### WRITTEN TASK:
Start at the line containing "For the benchmark, spot each instance of the snow bank" and transcribe every line exactly through the end of the records below, and only those lines.

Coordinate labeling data
* Start *
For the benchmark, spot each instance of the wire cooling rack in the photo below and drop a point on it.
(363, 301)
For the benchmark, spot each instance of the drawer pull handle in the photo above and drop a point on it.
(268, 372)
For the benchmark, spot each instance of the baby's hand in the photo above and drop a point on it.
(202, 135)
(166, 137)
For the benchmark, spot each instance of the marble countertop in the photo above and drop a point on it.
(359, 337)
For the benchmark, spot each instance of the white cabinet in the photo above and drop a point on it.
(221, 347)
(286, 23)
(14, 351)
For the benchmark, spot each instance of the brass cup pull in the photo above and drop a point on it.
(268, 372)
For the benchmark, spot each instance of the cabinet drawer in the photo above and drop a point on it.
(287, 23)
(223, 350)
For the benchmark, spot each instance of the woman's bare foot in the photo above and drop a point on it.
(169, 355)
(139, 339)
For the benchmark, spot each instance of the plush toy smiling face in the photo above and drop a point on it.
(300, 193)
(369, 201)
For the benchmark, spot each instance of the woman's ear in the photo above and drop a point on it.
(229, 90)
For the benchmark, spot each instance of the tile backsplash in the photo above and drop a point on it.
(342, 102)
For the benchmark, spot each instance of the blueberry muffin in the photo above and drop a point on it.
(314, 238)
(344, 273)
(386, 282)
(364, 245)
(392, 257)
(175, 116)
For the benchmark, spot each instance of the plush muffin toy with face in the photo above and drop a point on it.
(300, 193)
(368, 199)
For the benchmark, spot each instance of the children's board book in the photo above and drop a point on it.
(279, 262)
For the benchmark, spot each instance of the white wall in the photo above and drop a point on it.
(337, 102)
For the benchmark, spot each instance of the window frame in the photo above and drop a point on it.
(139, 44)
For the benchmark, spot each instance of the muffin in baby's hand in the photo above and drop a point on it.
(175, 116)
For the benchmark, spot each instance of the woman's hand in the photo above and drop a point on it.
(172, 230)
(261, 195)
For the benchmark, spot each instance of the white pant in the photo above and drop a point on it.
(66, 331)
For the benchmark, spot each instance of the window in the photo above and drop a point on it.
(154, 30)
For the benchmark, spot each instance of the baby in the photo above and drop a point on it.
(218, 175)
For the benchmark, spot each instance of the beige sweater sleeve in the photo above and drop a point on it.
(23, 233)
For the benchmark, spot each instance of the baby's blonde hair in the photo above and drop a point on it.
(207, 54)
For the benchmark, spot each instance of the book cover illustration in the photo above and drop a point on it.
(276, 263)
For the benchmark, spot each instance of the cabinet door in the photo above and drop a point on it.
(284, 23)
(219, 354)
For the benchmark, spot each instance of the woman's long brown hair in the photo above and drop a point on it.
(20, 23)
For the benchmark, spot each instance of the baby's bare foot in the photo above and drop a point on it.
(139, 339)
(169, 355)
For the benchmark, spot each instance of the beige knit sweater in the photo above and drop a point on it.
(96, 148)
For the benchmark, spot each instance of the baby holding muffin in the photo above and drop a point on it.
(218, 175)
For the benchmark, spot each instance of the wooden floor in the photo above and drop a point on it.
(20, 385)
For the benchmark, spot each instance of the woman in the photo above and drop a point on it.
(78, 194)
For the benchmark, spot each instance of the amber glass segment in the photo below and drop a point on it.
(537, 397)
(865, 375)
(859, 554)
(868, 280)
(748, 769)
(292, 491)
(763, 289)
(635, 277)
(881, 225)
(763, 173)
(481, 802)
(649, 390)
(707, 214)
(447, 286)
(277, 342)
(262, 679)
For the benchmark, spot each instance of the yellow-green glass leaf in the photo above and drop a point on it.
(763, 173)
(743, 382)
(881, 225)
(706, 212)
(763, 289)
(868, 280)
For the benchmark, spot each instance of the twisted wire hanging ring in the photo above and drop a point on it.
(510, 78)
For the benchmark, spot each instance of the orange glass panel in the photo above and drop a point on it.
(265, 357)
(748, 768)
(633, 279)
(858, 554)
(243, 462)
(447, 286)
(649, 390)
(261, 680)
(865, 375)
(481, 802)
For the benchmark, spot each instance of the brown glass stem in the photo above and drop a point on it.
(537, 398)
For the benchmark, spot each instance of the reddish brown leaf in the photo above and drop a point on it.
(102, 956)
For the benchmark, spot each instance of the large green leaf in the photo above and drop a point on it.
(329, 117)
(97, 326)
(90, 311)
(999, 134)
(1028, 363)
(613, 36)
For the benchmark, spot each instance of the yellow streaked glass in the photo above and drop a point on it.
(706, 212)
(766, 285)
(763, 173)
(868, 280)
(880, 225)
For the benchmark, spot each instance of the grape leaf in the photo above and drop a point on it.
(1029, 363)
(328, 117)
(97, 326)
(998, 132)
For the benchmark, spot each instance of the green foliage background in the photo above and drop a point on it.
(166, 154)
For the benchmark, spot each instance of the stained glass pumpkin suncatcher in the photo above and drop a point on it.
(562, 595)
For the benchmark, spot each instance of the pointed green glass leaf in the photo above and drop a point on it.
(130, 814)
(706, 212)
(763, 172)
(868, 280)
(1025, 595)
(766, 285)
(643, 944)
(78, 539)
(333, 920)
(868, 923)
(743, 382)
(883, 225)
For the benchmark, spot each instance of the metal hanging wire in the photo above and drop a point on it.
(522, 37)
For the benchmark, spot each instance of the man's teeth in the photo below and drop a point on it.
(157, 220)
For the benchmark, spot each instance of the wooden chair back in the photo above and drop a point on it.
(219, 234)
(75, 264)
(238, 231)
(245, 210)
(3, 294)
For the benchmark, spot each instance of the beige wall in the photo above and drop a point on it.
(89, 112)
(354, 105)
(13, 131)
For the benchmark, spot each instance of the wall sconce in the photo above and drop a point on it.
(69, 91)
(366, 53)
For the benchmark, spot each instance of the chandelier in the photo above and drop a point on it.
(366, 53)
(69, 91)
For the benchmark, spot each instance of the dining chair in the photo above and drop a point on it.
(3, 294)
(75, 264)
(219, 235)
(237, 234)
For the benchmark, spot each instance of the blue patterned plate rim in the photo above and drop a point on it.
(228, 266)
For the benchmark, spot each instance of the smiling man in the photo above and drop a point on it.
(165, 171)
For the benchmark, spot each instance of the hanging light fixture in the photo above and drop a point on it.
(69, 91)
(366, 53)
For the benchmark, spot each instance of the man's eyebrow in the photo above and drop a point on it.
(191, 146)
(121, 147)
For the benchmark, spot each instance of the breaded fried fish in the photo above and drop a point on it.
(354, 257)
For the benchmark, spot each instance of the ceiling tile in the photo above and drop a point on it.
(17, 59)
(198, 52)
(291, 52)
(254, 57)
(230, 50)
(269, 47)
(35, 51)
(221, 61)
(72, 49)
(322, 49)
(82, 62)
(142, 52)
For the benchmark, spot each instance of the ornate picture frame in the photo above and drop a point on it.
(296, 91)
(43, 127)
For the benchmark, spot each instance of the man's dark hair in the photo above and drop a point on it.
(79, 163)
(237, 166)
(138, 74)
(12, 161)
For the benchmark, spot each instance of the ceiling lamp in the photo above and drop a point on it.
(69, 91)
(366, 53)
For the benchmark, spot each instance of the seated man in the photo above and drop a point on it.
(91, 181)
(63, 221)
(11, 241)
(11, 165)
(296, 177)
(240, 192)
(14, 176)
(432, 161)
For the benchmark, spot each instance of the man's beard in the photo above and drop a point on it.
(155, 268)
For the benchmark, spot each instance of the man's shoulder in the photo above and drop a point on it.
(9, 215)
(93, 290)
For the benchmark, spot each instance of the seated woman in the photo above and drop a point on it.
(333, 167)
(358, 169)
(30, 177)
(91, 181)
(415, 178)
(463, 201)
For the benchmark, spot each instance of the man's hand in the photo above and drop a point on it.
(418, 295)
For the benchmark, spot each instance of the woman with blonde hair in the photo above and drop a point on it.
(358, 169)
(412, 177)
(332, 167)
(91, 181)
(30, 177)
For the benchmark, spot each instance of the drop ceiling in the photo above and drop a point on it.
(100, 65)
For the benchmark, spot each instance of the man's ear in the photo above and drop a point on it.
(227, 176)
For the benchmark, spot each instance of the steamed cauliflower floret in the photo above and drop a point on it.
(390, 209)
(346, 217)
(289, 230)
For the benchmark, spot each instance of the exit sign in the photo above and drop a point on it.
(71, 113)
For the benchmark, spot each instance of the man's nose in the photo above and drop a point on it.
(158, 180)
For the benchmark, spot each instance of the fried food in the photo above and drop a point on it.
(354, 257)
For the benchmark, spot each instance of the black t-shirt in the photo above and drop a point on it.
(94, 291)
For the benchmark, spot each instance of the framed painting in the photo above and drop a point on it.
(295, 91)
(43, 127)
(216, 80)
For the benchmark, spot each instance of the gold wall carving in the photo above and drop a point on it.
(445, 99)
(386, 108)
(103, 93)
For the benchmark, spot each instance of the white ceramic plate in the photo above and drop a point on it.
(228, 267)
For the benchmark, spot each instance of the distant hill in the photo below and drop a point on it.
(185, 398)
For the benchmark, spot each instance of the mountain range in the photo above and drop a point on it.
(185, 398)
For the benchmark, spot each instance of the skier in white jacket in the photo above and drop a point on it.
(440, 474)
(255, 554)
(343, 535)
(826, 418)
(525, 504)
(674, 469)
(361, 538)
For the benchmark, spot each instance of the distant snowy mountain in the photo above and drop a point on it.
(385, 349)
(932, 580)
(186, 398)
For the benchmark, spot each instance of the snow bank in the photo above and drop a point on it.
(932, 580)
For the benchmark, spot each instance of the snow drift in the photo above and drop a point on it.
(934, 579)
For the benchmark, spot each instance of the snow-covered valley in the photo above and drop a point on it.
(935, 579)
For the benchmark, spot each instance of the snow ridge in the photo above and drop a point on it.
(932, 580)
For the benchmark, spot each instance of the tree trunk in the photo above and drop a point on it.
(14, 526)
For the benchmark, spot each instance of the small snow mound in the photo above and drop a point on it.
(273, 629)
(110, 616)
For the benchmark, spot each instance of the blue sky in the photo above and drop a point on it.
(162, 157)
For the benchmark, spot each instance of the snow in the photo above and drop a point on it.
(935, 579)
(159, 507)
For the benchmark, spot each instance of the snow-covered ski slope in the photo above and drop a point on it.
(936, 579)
* End *
### TASK ANSWER:
For the benchmark, spot each instance of the snow bank in the photo above and drop a point on it.
(932, 580)
For the benchmark, spot each instance of the snow drift in the photo above and drop a point on it.
(934, 579)
For the benchmark, spot each instance of the snow-covered valley in the photo above and drop a point on it.
(935, 579)
For the benchmark, spot each instance of the snow ridge in the photo above and drop a point on it.
(932, 580)
For the benchmark, spot each instance of the tree trunk in the photo above and drop a point on it.
(14, 526)
For the benchmark, spot each instance of the small snow mound in the photo above and drop a point on it.
(273, 629)
(110, 616)
For the benchmark, spot each instance of the blue sky in the photo above and drop a point on it.
(162, 157)
For the benchmark, spot each instance of the snow in the photo above and drop a point on it.
(935, 579)
(159, 507)
For the benchmark, spot each instance of the snow-covered ski slope in the photo above and drop a point on it.
(936, 579)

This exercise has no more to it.